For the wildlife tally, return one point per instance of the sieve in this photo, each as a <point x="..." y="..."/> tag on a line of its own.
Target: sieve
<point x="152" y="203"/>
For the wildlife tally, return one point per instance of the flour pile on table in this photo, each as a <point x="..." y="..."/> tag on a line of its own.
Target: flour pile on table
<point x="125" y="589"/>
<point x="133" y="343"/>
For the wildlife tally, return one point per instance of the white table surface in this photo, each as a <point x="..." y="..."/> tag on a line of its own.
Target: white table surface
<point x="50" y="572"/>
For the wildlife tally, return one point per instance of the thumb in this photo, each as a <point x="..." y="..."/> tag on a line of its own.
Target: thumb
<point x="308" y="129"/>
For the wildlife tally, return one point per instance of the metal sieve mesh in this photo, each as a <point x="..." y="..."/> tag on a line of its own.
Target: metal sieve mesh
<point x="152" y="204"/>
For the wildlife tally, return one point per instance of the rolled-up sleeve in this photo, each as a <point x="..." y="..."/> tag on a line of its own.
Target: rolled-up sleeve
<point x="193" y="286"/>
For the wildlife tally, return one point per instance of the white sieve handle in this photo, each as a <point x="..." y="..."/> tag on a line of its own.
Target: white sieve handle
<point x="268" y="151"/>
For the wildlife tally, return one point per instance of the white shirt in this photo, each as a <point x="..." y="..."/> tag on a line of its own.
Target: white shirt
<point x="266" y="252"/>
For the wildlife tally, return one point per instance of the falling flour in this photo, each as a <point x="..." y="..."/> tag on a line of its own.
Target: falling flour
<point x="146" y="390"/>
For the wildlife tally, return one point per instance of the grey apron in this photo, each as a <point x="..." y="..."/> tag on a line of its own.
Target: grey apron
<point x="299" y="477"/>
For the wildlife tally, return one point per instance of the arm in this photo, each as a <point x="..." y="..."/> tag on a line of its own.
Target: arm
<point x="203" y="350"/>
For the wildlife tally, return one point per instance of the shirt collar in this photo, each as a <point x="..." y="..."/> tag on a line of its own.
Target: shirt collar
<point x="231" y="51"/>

══════════

• **WHAT IS BEING ASKED**
Rewrite the material above from the line containing "of the grey" through the end, changing "wildlife tally" to "kitchen survey" and leaving everything else as it is.

• **FINISHED TASK**
For the kitchen survey, return one point per instance of the grey apron in this photo, each as a <point x="..." y="..."/> tag on a line of its own.
Target: grey apron
<point x="299" y="477"/>
For the kitchen survey, return one point per instance of the arm in this photo, each as a <point x="..." y="..."/> tag on a line of its own.
Target: arm
<point x="203" y="350"/>
For the kitchen survey, return one point per instance of the shirt collar in this photo, each as a <point x="..." y="..."/> tag on a line of its own.
Target: shirt collar
<point x="231" y="51"/>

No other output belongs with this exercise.